Tal vez los civilistas son culpables de no preocuparse bastante de la prueba de
la culpa cuando del Derecho de daños se trata.
En
el caso de los hechos puramente empíricos y externos decíamos que lo ocurrido
ahí afuera, en el mundo de los objetos materiales, ahí está y fue como fue. Y
ese su ser sirve idealmente de referencia con la que medir la verdad o falsedad
del aserto probatorio, en lo que éste tiene de diagnóstico sobre lo en el mundo
ocurrido. O la bala homicida salió de esa pistola o no salió, y si salió y el
juez dice que no, pues se equivoca, y si dice que sí dice con verdad. Cuando se
trata de hechos psíquicos las cosas no son así, o no son del todo así. ¿Dónde
está la frontera entre matar sin intención y matar intencionadamente? ¿Dónde
los límites entre no querer en modo alguno matar, matar sin querer pero por
descuido, arriesgarse a matar tal vez pero sin proponérselo a las claras y
matar a posta y con todas las de la ley? No es una frontera empírica ni
empíricamente constatable, sino una frontera normativa. Bien al tanto están de
esto, una vez más, los penalistas, que para no pecar de simples como otros y
que no se diga que se les escapa ni una, han tenido que ir metiendo la
preterintencionalidad y el dolo eventual, entre otras lindezas escasamente
empíricas y normativamente pergeñadas.
——————
* [EL PROBLEMA]: Resume en dos oraciones el fragmento sobre la prueba de los hechos psíquicos.

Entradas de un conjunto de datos
——————
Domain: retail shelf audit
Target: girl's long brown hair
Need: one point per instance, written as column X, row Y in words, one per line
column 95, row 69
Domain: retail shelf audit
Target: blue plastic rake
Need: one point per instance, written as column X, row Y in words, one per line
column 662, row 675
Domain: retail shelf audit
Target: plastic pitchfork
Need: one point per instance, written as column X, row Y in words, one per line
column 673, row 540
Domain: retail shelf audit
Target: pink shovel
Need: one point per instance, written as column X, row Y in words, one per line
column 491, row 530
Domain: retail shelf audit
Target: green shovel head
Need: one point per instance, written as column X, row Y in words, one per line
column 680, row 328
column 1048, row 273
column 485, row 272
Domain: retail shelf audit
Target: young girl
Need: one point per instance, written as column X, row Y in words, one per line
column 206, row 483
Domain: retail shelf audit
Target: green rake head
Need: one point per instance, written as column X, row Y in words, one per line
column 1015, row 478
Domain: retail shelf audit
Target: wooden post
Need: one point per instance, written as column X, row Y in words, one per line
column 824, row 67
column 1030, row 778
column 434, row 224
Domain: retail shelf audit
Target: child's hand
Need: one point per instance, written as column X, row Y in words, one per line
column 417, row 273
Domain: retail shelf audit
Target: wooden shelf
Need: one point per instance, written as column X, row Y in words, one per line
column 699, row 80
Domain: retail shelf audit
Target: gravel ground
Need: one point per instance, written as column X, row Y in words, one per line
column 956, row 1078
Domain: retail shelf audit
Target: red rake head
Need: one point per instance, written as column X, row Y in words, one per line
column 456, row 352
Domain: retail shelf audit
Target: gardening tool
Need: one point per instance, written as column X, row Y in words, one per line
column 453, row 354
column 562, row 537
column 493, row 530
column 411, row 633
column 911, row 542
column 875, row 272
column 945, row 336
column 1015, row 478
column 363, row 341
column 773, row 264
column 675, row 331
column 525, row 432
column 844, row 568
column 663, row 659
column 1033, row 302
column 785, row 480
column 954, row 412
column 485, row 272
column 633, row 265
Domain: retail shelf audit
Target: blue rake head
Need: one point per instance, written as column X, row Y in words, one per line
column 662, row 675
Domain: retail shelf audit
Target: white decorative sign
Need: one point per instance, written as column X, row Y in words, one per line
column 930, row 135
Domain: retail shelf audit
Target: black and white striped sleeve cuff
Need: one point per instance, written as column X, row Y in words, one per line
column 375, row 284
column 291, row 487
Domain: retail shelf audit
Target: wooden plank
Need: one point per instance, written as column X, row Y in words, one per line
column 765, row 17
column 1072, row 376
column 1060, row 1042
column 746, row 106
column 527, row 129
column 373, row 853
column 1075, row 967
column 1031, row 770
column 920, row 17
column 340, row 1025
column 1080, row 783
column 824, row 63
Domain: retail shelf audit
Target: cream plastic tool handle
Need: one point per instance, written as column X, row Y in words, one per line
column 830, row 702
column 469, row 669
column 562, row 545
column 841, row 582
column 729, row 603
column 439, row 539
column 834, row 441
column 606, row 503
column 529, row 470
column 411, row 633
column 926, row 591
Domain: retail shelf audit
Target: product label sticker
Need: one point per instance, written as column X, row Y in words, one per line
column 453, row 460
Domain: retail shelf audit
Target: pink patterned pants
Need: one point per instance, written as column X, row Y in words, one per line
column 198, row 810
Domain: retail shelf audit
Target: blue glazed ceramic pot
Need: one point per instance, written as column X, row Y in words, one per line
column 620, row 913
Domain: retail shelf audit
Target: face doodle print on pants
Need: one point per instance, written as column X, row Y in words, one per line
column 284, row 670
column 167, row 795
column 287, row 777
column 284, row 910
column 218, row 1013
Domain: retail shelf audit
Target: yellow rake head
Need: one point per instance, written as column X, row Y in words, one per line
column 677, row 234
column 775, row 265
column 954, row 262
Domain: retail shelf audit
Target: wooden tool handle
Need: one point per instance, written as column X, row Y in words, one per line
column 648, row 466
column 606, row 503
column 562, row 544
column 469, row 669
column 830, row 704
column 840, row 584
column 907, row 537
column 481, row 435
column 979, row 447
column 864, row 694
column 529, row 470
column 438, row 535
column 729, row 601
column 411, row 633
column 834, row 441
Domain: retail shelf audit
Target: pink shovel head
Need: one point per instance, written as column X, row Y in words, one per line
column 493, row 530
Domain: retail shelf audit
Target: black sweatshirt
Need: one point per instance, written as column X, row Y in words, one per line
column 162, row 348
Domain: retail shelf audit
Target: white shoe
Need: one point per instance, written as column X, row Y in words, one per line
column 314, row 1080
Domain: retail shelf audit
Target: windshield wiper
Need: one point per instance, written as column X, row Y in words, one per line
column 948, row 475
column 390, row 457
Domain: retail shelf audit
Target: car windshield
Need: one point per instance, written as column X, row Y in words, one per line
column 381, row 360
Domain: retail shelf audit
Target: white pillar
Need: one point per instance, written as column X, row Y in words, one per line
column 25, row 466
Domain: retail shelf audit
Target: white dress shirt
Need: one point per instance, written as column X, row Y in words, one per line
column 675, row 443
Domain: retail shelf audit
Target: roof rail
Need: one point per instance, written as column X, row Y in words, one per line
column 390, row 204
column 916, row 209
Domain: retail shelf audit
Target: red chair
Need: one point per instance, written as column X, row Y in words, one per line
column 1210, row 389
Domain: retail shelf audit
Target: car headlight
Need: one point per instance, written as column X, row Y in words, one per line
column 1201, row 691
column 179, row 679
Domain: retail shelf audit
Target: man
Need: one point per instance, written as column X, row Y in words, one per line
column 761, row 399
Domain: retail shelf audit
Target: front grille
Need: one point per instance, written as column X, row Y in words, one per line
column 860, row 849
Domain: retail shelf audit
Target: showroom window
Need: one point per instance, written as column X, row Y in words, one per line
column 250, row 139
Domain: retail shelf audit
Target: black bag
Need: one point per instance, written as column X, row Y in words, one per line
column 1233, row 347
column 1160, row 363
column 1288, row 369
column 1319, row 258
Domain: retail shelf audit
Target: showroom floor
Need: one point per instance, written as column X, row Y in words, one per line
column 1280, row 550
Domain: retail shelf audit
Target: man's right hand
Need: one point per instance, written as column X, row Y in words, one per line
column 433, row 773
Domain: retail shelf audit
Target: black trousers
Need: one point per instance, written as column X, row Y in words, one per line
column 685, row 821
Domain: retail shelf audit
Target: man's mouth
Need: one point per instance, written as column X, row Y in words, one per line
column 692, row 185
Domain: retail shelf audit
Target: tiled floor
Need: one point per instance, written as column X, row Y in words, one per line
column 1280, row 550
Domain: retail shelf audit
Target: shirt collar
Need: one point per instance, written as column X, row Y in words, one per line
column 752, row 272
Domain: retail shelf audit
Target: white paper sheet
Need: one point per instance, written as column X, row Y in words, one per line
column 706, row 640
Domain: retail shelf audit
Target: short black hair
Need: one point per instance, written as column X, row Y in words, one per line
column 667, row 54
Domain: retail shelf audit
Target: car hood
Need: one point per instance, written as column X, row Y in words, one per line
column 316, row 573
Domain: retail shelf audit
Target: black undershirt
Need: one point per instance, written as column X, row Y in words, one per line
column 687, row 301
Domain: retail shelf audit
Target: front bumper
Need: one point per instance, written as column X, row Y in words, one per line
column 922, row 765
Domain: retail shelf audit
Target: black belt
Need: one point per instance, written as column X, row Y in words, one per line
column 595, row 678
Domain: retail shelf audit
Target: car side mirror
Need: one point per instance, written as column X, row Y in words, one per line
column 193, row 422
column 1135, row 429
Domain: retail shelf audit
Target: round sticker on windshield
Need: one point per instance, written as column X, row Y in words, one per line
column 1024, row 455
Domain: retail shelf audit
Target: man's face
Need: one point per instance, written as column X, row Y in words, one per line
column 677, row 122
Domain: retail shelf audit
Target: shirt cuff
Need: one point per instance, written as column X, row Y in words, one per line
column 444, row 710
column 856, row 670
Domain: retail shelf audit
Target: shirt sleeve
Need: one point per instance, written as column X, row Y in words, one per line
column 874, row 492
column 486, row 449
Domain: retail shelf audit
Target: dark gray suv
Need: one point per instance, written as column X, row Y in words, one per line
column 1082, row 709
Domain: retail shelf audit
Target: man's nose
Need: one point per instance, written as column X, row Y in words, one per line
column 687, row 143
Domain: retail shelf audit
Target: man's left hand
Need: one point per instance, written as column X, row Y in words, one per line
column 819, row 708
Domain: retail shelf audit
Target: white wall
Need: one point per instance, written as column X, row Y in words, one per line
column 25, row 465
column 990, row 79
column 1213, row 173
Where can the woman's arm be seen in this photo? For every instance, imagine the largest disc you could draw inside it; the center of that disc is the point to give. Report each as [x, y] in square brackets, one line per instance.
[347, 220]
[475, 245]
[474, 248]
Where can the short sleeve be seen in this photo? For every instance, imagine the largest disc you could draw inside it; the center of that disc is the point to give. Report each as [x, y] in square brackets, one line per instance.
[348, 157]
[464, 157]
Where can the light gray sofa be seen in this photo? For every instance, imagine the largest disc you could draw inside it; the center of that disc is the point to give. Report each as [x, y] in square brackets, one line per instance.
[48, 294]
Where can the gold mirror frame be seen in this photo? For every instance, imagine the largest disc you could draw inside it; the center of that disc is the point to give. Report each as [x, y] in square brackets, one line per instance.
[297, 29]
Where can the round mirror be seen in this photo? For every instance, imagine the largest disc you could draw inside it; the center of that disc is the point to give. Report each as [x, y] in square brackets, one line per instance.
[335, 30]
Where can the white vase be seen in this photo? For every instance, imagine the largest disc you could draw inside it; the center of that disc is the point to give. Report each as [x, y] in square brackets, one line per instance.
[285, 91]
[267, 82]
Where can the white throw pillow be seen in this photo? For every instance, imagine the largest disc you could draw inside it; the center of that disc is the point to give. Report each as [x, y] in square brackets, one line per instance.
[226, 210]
——————
* [LA SOLUCIÓN]: Los hechos puramente empíricos y externos ocurrieron en el mundo material como ocurrieron, por lo que sirven de referencia para medir la verdad o falsedad de lo que se afirma al probarlos, como al decidir si una bala salió o no de una pistola. Con los hechos psíquicos no sucede del todo así, pues la frontera entre matar con intención y matar sin ella no es empírica sino normativa, algo que saben los penalistas, que han introducido figuras como la preterintencionalidad y el dolo eventual.